* Task description
Include in the output the line containing "Point out the black boot" and each subsequent line of the records, through the end, transcribed exactly. Add nothing else.

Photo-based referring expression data
------------------------------------------------

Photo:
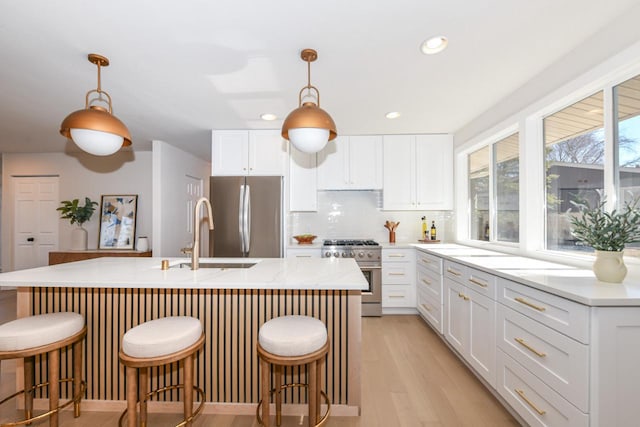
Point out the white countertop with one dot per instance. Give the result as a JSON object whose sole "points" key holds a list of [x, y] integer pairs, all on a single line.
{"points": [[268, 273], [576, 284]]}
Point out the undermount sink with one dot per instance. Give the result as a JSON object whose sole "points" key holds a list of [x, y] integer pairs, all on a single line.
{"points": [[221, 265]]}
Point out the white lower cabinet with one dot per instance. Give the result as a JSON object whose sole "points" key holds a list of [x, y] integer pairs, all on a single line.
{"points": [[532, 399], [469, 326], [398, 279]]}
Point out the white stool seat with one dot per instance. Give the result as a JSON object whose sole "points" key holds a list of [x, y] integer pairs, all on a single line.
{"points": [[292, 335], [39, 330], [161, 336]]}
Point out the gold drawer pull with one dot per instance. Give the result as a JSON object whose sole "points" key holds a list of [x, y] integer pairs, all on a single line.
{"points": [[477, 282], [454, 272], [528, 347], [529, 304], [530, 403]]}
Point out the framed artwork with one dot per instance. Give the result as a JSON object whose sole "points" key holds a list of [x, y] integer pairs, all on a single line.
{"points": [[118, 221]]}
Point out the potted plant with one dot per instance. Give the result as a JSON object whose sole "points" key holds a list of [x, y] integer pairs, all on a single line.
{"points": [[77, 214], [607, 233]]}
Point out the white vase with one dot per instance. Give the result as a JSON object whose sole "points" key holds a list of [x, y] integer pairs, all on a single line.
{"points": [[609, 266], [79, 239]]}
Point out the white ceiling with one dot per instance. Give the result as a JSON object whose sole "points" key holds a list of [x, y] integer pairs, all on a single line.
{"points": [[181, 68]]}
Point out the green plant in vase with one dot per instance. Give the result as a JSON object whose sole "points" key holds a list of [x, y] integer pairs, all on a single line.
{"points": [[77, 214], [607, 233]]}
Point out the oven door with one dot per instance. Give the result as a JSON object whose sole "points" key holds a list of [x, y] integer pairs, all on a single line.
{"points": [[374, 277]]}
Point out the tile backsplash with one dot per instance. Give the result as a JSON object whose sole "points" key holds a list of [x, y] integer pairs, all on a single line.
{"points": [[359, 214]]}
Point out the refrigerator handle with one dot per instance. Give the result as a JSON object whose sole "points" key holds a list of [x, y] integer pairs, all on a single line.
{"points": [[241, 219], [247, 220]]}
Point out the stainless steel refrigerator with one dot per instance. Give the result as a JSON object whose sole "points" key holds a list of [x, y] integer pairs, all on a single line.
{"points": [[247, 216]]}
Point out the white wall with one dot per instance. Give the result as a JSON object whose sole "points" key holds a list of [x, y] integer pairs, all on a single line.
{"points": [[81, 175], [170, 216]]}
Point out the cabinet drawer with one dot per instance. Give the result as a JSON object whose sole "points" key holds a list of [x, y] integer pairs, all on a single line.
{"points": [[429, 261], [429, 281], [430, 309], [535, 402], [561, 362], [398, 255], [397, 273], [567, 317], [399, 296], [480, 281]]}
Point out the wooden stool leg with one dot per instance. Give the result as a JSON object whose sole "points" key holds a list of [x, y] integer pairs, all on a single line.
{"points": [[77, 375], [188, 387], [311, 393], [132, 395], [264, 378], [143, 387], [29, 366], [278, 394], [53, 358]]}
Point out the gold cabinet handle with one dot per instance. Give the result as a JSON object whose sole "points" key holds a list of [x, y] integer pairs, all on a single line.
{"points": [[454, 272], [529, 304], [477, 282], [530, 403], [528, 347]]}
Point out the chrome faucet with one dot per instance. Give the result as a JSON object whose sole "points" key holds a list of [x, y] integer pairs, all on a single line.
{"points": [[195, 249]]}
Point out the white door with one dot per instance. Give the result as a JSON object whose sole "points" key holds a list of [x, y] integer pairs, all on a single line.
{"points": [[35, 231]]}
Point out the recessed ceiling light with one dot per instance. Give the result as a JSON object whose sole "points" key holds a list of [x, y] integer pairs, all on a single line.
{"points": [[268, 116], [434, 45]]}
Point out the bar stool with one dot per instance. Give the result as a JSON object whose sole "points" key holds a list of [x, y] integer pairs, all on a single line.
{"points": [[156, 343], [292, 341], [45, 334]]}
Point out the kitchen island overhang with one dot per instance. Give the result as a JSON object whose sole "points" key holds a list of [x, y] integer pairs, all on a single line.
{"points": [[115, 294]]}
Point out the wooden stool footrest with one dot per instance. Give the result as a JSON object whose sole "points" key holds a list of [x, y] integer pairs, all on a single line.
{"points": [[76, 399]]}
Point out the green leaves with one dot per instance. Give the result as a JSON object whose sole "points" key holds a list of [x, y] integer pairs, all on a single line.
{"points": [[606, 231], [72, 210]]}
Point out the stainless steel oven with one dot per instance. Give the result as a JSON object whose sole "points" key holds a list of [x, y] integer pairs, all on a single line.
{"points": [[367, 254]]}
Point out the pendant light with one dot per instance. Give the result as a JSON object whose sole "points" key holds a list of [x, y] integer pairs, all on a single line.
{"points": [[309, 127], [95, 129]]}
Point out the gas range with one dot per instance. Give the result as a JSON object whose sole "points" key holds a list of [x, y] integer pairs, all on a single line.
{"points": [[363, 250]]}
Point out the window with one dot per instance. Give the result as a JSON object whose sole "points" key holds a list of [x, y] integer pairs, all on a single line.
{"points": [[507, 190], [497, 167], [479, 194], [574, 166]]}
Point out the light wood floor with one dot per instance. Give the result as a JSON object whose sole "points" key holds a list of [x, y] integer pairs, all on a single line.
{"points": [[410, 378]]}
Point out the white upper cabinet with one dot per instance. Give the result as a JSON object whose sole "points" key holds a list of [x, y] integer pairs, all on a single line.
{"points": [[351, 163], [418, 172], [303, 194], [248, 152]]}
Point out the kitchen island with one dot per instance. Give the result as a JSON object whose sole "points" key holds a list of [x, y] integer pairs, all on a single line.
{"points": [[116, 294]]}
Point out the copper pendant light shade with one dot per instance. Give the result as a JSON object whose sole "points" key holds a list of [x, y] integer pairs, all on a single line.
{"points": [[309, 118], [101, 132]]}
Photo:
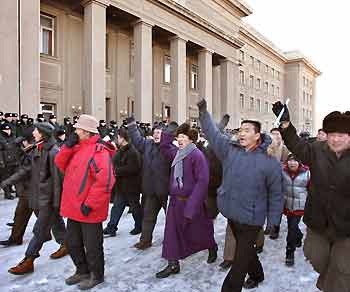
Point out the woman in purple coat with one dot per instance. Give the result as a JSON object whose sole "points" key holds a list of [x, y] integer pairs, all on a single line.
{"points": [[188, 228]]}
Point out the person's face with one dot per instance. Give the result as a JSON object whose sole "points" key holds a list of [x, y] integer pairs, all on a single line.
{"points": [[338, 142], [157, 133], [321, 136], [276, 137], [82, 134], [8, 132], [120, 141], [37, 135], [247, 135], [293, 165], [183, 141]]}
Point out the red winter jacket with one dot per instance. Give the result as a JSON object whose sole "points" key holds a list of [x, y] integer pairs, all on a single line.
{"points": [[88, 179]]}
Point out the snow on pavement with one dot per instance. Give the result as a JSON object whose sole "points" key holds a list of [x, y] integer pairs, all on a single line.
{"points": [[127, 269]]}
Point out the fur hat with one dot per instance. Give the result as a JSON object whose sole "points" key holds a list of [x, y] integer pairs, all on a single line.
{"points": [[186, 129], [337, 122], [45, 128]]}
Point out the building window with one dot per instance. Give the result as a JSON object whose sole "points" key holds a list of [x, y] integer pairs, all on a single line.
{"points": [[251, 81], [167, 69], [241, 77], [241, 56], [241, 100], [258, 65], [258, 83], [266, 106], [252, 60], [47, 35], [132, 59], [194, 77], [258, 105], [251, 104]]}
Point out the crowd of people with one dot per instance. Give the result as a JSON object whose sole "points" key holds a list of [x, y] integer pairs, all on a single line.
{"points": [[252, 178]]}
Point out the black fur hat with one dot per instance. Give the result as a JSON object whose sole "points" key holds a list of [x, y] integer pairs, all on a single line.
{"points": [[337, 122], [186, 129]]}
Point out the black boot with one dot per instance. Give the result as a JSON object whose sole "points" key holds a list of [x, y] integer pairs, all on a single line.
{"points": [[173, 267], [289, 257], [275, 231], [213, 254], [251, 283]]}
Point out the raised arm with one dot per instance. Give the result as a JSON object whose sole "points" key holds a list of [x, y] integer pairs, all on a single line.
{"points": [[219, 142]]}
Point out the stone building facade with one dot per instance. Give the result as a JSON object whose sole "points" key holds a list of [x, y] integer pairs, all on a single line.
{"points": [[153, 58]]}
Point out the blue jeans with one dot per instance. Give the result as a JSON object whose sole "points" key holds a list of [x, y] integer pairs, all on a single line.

------------------------------------------------

* Problem solution
Point out the black boot with one dot per instance. Give the result as a JSON object whose sole "points" key holds a list of [x, y] integer pairs, all on a single line.
{"points": [[173, 267], [289, 257], [275, 231], [213, 254], [251, 283]]}
Point out the raised arm with one dot per instance. Give the result as a JSON object whose sole "points" key holds a list of [x, y] integer pairs, all on a single line.
{"points": [[219, 142]]}
Point out the stone building facade with one dot per instance. Give the result as a JSON object whose sole "points" key holds a list of [x, y] integer pairs, all on a single line.
{"points": [[153, 58]]}
Point out the blue jeans with one dot per instance. Give the result as a JSON object whose sole "points" key holds a list of [x, y] integer pairs, all on a single line.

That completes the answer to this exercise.